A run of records
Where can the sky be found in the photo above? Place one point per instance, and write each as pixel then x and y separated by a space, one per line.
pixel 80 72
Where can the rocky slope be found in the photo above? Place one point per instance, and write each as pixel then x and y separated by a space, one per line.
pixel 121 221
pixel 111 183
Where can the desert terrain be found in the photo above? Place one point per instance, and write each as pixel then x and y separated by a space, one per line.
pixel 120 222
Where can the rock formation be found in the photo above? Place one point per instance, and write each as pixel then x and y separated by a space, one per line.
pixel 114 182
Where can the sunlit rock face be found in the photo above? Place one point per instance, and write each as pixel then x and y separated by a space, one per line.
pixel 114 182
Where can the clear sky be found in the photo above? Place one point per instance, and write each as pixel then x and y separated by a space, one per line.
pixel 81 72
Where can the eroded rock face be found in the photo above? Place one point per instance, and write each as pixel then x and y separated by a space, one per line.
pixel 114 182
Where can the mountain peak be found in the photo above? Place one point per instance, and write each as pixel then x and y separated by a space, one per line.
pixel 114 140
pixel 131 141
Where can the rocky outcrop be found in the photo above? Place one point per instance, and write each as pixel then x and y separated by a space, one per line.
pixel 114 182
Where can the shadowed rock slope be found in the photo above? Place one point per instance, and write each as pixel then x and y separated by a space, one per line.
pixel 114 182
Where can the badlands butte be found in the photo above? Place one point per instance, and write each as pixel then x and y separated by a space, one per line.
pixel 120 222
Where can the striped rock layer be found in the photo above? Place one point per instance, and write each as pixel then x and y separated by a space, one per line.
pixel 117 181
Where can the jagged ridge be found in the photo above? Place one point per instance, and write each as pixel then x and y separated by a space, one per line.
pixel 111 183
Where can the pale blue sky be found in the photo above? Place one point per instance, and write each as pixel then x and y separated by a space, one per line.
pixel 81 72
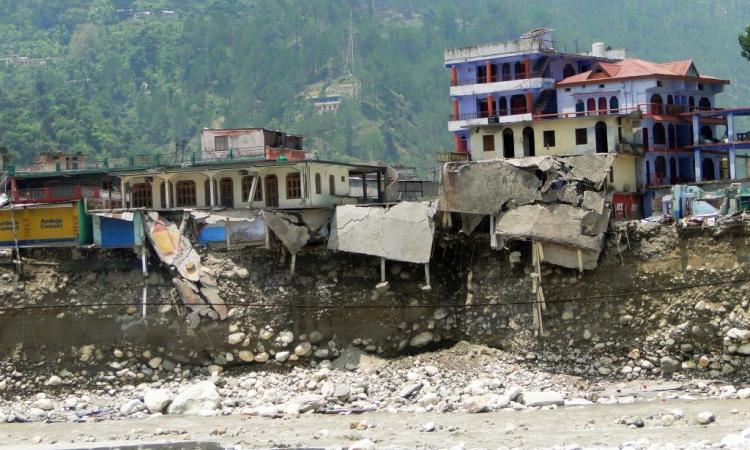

◆ DIRECTIONS FOR THIS TASK ◆
Please pull out every line of the items above that contains the word "slope". Case counts.

◆ RESULT BELOW ◆
Where can the rocky slope be found in the photo above? Place one point per instance, and write each as pixel then x and y separated by a space, one per line.
Where can the shadowed rock slope be found in the photo above? Place one point per instance, and write each as pixel then x and y separated by a space, one per line.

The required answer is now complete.